> [Passage provided]:

-- Start --

This famous question: How do I return the response from an asynchronous call? has baffled millions of programmers – only, it really has nothing to do with "an asynchronous call" and everything to do with continuations and whether those continuations return anything

  // nothing can save us...
  // unless pythag *returns*
  var result = pythag (3,4, ...)
  console.log (result) // undefined

Without a return value, you must use a continuation to move the value to the next step in the computation – this can't be the first way I've tried to say that ^^

but everything is in tail position !

I know it might be hard to tell just by looking at it, but every function has exactly one function call in tail position – if we restore the return functionality in our functions, the value of call 1 is the value of call 2 is the value of call 3, etc – there's no need to introduce a new stack frame for subsequent calls in this situation – instead, call 1's frame can be re-used for call 2, and then re-used again for call 3; and we still get to keep the return value !

// restore *return* behaviour
const add = (x,y,k) =>
  k (x + y)

const sq = (x,k) =>
  k (x * x)
  
const sqrt = (x,k) =>
  k (Math.sqrt (x))

const pythag = (a,b,k) =>
  sq (a, $a =>
    sq (b, $b =>
      add ($a, $b, $sum =>
        sqrt ($sum, k))))
  
// notice the continuation returns a value now: $c
// in an environment that optimises tail calls, this would only use 1 frame to compute pythag
const result =
  pythag (3, 4, $c => { console.log ('pythag', $c); return $c })
  
// sadly, the environment you're running this in likely took almost a dozen
// but hey, it works !
console.log (result) // 5

tail calls in general; again

this conversion of a "normal" function to a continuation passing style function can be a mechanical process and done automatically – but what's the real point of putting everything into tail position?

Well if we know that frame 1's value is the value of frame 2's, which is the value of frame 3's, and so on, we can collapse the stack frames manually use a while loop where the computed result is updated in-place during each iteration – a function utilising this technique is called a trampoline

Of course trampolines are most often talked about when writing recursive functions because a recursive function could "bounce" (spawn another function call) many times; or even indefinitely – but that doesn't mean we can't demonstrate a trampoline on our pythag function that would only spawn a few calls

const add = (x,y,k) =>
  k (x + y)

const sq = (x,k) =>
  k (x * x)
  
const sqrt = (x,k) =>
  k (Math.sqrt (x))

// pythag now returns a "call"
// of course each of them are in tail position ^^
const pythag = (a,b,k) =>
  call (sq, a, $a =>
    call (sq, b, $b =>
      call (add, $a, $b, $sum =>
        call (sqrt, $sum, k))))
  

const call = (f, ...values) =>
  ({ type: call, f, values })

-- End --

> [Task requirements]:
[A] Check each statement against the passage on continuations and trampolines. Answer yes or no, and quote the words that decide it.
(i) A function that collapses stack frames with a while loop is called a trampoline.
(ii) Converting a normal function to continuation passing style must always be done by hand.
(iii) In an environment that optimizes tail calls, computing pythag would use only one frame.
[B] Name every function in the code of the passage on continuations and trampolines whose parameter list ends with k.
[C] Write the next part of the passage on continuations and trampolines, starting after its final line of code.

> [Listing]:
-- Start --

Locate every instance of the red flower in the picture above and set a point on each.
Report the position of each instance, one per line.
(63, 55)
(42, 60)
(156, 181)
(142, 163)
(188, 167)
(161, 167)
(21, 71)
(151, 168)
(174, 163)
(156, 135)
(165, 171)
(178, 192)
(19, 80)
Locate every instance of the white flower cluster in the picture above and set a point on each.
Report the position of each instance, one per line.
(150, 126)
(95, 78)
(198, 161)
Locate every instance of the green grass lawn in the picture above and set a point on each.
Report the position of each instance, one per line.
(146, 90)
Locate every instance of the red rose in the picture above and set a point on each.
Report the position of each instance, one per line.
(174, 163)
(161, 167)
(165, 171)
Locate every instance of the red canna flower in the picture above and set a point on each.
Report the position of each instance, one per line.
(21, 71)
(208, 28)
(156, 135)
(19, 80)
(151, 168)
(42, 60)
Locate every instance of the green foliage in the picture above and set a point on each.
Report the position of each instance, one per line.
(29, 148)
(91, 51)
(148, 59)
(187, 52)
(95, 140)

-- End --
-- Start --

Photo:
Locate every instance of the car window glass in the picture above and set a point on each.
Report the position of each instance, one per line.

-- End --

> [Results for the exercise]:
[A]
(i) Yes: "a function utilising this technique is called a trampoline"
(ii) No: "can be a mechanical process and done automatically"
(iii) Yes: "in an environment that optimises tail calls, this would only use 1 frame to compute pythag"

[B] add, sq, sqrt, pythag

[C]
  
const trampoline = acc =>
  {
    // while the return value is a "call"
    while (acc && acc.type === call)
      // update the return value with the value of the next call
      // this is equivalent to "collapsing" a stack frame
      acc = acc.f (...acc.values)
    // return the final value
    return acc
  }

// pythag now returns a type that must be passed to trampoline
// the call to trampoline actually runs the computation
const result =
  trampoline (pythag (3, 4, $c => { console.log ('pythag', $c); return $c }))

// result still works
console.log (result) // 5

why are you showing me all of this?

So even tho our environment doesn't support stack-safe recursion, as long as we keep everything in tail position and use our call helper, we can now convert any stack of calls into a loop

// doesn't matter if we have 4 calls, or 1 million ... 
trampoline (call (... call (... call (...))))

In the first code example, I showed using an auxiliary loop, but I also used a pretty clever (albeit inefficient) loop that didn't require deep recurring into the data structure – sometimes that's not always possible; eg, sometimes your recursive function might spawn 2 or 3 recurring calls – what to do then ?

Below I'm going to show you flatten as a naive, non-tail recursive procedure – what's important to note here is that one branch of the conditional results in two recurring calls to flatten – this tree-like recurring process might seem hard to flatten into an iterative loop at first, but a careful, mechanical conversion to continuation passing style will show this technique can work in almost any (if not all) scenarios

[ DRAFT ]

// naive, stack-UNSAFE
const flatten = ([x,...xs]) =>
  x === undefined
    ? []
    : Array.isArray (x)
      // two recurring calls
      ? flatten (x) .concat (flatten (xs))
      // one recurring call
      : [x] .concat (flatten (xs))

Continuation passing style

// continuation passing style
const flattenk = ([x,...xs], k) =>
  x === undefined
    ? k ([])
    : Array.isArray (x)
      ? flattenk (x, $x =>
          flattenk (xs, $xs =>
            k ($x.concat ($xs))))
      : flattenk (xs, $xs =>
          k ([x].concat ($xs)))

Continuation passing style with trampoline

const call = (f, ...values) =>
  ({ type: call, f, values })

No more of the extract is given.